◆ Texte choisi
--

La route entre l'Europe du Nord et l'Asie est ainsi raccourcie d'environ 4.300 milles (soit 7.000 km) en épargnant aux navires le contournement de l'Afrique au large du Cap de Bonne-Espérance. Ce gain se traduit par une réduction du temps de navigation sur la totalité de la route de l’ordre de 7 à 8 jours pour un porte-conteneur ou un pétrolier géant, dont la vitesse moyenne est de 25 noeuds (25 milles/h, 40 km/h).
Le canal est devenu une route maritime commerciale incontournable. : les trois quarts des marchandises échangées entre l’Europe et l’Asie l’empruntent et il concentre de 10% à 12% du commerce maritime international. Le tonnage transporté entre 1980 et 2017 a presque été multiplié par quatre, bien que le nombre de navires ait légèrement diminué. Selon les statistiques de navigation de l'Autorité du canal de Suez, 18.880 navires, d'un tonnage total de 1,2 milliard de tonnes, ont franchi le canal en 2019 (25.000 en 2022), dont 5.163 pétroliers (240 millions de tonnes), 750 navires GNL (85 millions de tonnes), 4.200 vraquiers (160 millions de tonnes), 1.499 transporteurs de marchandises diverses (17 millions de tonnes), 5.375 porte-conteneurs (635 millions de tonnes), 222 navires Ro-Ro (6,5 millions de tonnes), 881 transporteurs de voitures (56 millions de tonnes), 105 navires à passagers (5,5 millions de tonnes) et 685 autres navires divers (4,5 millions de tonnes). Ainsi, les porte-conteneurs (30% du volume mondial des conteneurs maritimes), les pétroliers et les vraquiers ont représenté la majeure partie des navires ayant franchi le canal de Suez en 2019. En mer Rouge, débouché du canal vers l’océan indien, circulent chaque année l’équivalent de 2.400 milliards de dollars de marchandises, ainsi que, chaque jour de 2023, 8,8 millions de barils de brut (450 millions de tonnes par an).

--

◆ Lignes
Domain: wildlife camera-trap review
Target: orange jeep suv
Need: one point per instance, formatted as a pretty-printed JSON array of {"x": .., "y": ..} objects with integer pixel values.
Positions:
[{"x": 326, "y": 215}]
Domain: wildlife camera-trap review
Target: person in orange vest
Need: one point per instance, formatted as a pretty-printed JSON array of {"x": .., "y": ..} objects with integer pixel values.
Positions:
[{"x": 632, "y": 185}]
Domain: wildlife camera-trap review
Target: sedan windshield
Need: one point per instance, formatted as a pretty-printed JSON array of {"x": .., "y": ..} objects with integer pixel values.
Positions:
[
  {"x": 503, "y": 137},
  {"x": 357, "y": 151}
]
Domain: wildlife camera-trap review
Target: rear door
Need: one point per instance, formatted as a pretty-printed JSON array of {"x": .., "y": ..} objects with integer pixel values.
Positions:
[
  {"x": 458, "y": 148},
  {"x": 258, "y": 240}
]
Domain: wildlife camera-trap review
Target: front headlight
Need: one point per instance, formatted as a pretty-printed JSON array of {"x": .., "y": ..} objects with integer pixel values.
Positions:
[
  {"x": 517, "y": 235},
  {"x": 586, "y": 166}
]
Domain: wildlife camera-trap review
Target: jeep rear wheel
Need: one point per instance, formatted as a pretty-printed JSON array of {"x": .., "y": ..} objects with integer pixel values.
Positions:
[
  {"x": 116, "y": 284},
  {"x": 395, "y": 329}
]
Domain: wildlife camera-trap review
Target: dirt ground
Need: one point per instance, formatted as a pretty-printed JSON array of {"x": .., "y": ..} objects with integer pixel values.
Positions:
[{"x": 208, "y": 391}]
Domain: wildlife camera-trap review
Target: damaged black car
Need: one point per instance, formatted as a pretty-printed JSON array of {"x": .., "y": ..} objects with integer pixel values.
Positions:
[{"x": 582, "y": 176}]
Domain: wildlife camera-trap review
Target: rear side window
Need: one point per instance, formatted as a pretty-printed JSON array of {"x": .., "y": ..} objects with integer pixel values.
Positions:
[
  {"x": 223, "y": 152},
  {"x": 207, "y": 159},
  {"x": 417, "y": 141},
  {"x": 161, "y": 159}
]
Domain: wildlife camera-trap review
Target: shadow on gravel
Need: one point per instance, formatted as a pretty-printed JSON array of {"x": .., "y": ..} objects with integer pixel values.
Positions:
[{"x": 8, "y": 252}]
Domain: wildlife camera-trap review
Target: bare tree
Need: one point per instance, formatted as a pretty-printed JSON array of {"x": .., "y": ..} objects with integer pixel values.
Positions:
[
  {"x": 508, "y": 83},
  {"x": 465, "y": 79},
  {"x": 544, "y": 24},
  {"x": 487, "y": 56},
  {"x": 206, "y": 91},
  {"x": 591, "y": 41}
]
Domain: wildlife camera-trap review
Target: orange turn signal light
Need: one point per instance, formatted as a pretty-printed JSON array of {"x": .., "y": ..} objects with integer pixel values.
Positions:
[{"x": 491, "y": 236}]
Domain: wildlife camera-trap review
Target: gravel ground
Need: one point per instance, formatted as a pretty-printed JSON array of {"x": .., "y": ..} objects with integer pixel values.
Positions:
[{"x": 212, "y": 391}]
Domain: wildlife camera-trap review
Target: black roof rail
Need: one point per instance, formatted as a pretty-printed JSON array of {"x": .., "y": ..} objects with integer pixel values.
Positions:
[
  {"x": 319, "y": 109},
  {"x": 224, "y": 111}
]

--

◆ Travail demandé
Selon le texte choisi, combien de navires ont franchi le canal de Suez en 2019 ? Les enregistrements n'ont aucun lien avec le texte choisi.

◆ Réponse attendue
18.880 navires ont franchi le canal en 2019.